Task to complete: Continue the biography of the basketball player Teddy Alfarero from its last sentence.

Teodicio Alfarero

Personal information
- Born: April 2, 1963 Baroy, Lanao del Norte, Philippines
- Died: May 5, 2004 (aged 41) Dasmariñas, Cavite, Philippines
- Nationality: Filipino
- Listed height: 6 ft 4 in (1.93 m)
- Listed weight: 185 lb (84 kg)

Career information
- High school: Lanao del Norte National Comprehensive High School (Baroy, Lanao del Norte)
- College: De La Salle
- PBA draft: 1985: 1st round, 3rd overall pick
- Drafted by: Magnolia Ice Cream
- Playing career: 1985–1987
- Position: Center / power forward
- Number: 14, 20

Career history
- 1985: Great Taste Coffee Makers
- 1986–1987: Alaska Milkmen/Hills Bros
- 1990: Presto Tivoli

= Teddy Alfarero =

Filipino basketball player

Teddy Alfarero (April 2, 1963 – May 5, 2004) was a Filipino former professional basketball player in the Philippine Basketball Association (PBA).

==Early life==

Alfarero didn't play organized basketball until his senior year at Lanao del Norte National Comprehensive High School. As a boy, he was tuned into music and played cymbals in his grandfather Enrique's 30-man orchestra that performed in town fiestas and weddings. His father was a saxophonist. He learned to play the sax and trumpet. He grew to 6-1 1/2 as a high school senior and was encouraged by brother Cipriano to take up basketball.

==Collegiate/amateur career==

In 1978, Alfarero took a 12-hour boat ride from Lanao to Cebu and reported to University of the Visayas coach Jake Rojas for a tryout. Alfarero played a year for the Green Lancers then was recruited to play for La Salle in 1980, where he played for four years.

Data supplied:
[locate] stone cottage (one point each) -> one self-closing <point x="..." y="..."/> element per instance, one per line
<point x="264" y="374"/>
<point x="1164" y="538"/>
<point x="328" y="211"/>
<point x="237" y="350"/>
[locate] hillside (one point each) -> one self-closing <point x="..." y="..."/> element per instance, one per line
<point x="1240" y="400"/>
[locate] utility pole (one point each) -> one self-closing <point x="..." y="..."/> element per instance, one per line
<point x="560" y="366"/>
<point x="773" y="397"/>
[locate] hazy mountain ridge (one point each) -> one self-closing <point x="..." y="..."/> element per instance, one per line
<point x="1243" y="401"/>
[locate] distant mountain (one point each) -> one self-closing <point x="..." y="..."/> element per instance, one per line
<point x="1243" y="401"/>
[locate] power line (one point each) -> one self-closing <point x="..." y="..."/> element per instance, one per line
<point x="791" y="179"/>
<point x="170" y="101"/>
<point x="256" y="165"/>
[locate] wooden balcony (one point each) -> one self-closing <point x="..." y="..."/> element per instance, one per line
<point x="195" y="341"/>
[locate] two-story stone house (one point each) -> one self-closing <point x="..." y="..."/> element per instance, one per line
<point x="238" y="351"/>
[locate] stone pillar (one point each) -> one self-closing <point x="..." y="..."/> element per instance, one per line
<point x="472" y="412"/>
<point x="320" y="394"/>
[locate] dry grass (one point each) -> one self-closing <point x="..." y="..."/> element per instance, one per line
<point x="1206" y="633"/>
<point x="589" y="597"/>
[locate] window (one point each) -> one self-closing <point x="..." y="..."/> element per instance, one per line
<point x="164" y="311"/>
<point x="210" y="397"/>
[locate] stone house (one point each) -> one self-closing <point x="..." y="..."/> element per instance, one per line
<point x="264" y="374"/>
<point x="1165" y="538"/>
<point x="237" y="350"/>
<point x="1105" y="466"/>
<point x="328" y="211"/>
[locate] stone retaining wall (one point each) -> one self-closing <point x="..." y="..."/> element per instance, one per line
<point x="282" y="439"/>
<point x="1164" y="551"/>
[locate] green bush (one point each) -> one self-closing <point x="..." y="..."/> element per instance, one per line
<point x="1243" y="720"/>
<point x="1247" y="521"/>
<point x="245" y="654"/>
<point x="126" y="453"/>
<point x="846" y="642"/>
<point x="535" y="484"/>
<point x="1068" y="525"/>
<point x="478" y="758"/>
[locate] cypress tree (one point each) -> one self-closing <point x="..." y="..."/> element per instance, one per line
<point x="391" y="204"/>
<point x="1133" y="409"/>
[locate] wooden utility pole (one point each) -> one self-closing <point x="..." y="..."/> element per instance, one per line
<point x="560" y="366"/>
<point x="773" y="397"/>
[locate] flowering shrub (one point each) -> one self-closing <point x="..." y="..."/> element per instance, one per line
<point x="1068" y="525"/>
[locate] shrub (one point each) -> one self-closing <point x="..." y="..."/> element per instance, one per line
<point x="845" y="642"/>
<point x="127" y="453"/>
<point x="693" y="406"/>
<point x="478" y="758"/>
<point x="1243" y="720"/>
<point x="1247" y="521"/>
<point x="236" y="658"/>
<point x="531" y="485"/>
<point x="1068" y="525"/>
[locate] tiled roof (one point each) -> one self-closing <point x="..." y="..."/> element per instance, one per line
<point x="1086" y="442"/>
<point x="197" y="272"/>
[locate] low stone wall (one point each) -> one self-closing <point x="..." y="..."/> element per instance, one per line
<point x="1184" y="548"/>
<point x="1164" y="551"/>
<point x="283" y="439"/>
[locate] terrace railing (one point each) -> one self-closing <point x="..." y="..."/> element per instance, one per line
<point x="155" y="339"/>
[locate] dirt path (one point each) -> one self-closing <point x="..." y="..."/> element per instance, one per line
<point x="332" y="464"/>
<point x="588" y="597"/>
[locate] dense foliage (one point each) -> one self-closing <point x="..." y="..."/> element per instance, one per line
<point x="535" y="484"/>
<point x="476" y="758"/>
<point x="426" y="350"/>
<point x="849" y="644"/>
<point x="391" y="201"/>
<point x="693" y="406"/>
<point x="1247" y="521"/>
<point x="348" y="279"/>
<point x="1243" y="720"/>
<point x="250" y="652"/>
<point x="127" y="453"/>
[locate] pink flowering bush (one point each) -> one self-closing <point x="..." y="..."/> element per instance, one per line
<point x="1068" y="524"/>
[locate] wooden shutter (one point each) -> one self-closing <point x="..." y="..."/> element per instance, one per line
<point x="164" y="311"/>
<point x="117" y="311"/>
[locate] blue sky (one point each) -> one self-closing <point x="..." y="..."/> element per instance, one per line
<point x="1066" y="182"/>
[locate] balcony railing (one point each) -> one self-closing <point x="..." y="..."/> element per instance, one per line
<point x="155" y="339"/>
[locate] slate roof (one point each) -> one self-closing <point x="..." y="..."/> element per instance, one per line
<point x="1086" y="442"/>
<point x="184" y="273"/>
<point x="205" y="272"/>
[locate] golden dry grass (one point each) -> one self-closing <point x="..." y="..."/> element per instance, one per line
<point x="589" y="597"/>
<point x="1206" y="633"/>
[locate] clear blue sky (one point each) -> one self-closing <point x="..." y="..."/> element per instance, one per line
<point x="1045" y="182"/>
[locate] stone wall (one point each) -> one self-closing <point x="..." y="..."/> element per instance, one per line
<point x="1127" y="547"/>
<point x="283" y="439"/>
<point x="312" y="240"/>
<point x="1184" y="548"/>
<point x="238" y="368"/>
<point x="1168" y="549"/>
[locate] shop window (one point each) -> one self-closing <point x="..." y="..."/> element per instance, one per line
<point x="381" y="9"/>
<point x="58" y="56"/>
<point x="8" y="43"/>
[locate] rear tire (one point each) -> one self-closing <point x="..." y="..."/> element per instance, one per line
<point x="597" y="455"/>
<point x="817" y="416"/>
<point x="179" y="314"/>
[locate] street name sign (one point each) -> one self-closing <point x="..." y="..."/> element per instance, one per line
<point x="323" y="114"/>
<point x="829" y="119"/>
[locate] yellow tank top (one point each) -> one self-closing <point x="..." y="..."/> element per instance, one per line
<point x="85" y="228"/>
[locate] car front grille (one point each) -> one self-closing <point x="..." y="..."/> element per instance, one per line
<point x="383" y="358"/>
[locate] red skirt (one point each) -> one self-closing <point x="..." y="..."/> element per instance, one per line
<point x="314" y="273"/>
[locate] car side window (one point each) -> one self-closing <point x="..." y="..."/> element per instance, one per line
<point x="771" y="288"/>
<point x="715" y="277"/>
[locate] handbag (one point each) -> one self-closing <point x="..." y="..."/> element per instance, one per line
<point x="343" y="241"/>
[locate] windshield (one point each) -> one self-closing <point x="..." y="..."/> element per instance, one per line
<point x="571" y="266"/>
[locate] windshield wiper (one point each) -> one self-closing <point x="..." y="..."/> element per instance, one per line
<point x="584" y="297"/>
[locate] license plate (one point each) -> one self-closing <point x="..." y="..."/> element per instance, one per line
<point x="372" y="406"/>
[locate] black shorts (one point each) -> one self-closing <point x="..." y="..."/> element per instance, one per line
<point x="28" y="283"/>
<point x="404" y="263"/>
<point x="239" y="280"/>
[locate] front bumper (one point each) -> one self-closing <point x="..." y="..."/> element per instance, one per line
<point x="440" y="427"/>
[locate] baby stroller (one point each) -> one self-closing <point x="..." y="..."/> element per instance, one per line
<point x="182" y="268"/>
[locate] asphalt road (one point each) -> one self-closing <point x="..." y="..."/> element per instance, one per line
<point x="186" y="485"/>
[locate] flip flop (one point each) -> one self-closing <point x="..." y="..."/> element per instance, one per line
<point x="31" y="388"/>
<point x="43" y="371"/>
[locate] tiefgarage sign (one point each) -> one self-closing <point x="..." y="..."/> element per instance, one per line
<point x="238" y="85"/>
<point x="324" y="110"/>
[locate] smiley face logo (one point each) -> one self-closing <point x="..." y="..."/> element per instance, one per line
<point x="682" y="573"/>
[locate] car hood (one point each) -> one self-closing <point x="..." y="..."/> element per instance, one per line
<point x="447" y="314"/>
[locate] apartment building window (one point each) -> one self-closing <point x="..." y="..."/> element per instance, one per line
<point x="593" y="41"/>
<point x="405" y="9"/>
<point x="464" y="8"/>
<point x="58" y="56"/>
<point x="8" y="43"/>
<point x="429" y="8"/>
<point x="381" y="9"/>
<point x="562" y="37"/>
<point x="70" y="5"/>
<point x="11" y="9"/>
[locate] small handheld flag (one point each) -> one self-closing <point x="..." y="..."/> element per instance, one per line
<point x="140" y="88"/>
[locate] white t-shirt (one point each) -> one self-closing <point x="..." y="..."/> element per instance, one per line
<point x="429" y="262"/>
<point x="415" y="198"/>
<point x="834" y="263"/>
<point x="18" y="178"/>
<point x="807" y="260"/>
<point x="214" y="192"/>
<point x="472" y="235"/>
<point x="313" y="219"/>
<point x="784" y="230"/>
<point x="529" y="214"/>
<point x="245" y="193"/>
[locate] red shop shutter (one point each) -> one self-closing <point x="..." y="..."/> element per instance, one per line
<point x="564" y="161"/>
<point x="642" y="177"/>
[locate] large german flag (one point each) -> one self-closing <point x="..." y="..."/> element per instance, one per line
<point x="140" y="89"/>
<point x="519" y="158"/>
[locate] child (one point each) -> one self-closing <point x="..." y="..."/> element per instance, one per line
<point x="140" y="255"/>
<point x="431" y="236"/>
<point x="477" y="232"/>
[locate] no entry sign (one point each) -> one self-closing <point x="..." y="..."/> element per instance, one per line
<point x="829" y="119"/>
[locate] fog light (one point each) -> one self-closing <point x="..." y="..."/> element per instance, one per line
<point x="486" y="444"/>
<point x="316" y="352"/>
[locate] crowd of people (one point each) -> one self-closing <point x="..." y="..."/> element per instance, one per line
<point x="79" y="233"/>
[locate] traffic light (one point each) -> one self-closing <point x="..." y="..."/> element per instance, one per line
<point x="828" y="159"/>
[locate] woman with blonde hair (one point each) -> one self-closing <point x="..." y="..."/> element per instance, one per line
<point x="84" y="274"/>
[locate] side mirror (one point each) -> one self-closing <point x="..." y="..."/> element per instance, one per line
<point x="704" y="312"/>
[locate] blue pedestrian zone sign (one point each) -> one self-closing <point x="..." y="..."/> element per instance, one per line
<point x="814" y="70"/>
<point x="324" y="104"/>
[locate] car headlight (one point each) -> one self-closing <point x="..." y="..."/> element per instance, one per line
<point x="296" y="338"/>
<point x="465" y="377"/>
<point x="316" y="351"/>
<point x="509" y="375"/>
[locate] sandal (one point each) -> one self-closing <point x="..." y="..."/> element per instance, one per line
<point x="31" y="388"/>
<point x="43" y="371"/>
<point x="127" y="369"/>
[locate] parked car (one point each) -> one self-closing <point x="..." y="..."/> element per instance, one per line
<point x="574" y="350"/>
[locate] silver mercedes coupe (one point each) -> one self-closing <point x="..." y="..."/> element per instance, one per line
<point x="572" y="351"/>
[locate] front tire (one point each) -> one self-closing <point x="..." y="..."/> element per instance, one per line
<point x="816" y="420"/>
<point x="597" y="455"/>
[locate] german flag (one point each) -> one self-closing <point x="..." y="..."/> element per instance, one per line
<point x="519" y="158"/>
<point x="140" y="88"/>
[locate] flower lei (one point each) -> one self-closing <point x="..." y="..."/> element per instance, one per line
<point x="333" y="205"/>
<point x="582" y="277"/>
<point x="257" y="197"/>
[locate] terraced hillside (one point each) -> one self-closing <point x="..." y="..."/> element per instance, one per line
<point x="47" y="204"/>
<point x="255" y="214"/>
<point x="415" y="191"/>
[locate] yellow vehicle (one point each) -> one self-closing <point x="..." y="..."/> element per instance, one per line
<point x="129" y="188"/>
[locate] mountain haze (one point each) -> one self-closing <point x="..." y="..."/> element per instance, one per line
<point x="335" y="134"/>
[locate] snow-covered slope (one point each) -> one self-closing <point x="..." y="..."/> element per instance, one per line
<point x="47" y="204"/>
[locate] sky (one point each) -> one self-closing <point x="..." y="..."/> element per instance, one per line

Exercise answer:
He was an alternate on the Philippine youth team under coach Turo Valenzona in 1980 and a reliever on the national squad that saw action at the Asian Basketball Confederation (ABC) championships in Calcutta in 1981. He joined Elmer Reyes, Ed Cordero and Franz Pumaren on the Philippine team that won the gold medal at the Southeast Asian Games in 1981. He also took trips to Kuwait, Singapore and China to play hoops.

His most memorable experience was playing as the starting center for the Ron Jacobs-coached Philippine team that captured the Asian Youth crown in Manila in 1982. In the title game, he compiled 10 points and six rebounds in 24 minutes as the Philippines downed China, 74–63.

==Professional career==

In 1985, Alfarero turned pro and wore the Great Taste colors after a brief stint with Northern Cement as a PBA guest club the year before. He was then acquired by Alaska (a new franchise back then) in 1986 to be part of their inaugural roster. He went on to play for the Alaska Milkmen/Hills Bros. in a three-year pro career. Alfarero briefly returned to the PBA in the 1990 Reinforced Conference playing for Presto Tivoli.

==Death==

On May 5, 2004, Alfarero died of complications from a liver ailment at the Rizal Memorial Hospital in Dasmariñas, Cavite.